[Exercise objective]: What you need to produce from the material below is an exact transcription of the lines from the one with "Mark every instance of the truck tire" through the one with "Mark every instance of the truck door", both included, and no other line.

[Records shown]:

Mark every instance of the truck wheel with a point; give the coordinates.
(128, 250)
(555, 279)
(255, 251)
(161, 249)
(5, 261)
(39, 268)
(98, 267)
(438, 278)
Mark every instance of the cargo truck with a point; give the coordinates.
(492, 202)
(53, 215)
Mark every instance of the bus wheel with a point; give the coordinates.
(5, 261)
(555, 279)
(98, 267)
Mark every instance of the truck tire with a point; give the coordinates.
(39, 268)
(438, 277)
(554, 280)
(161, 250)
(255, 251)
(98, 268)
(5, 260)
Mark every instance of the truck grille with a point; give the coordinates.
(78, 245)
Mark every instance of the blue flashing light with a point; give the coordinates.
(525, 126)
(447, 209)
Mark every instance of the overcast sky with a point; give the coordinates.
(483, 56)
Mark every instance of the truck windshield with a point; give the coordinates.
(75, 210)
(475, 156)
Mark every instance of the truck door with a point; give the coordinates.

==

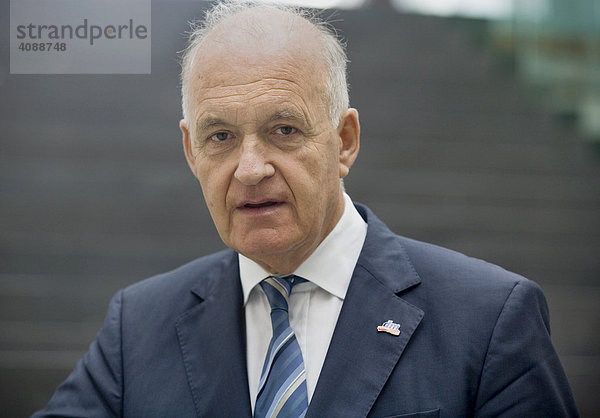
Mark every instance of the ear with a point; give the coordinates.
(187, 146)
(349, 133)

---

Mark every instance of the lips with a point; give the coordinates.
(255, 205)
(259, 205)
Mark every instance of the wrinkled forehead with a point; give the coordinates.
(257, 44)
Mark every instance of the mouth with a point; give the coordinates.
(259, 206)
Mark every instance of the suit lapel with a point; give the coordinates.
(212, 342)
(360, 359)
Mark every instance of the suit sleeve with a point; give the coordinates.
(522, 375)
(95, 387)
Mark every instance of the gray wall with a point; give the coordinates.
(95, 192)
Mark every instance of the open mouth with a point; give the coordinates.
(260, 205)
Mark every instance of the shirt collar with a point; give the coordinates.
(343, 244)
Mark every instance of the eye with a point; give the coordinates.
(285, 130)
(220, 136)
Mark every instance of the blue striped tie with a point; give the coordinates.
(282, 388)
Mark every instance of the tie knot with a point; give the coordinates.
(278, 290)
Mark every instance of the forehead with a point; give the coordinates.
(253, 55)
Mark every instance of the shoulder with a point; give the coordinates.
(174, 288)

[Result of the exercise]:
Mark every instance of the truck tire with a point; give the coordinates.
(39, 268)
(438, 277)
(554, 280)
(161, 250)
(255, 251)
(98, 268)
(5, 260)
Mark every instance of the truck grille with a point; give the coordinates.
(78, 245)
Mark every instance of the blue flashing light with a point; give the coordinates.
(525, 126)
(447, 209)
Mark every instance of the overcast sky with a point; give the coordinates.
(483, 56)
Mark every instance of the truck windshield with a point; give the coordinates.
(75, 210)
(475, 156)
Mark every instance of the truck door with a point; give the coordinates.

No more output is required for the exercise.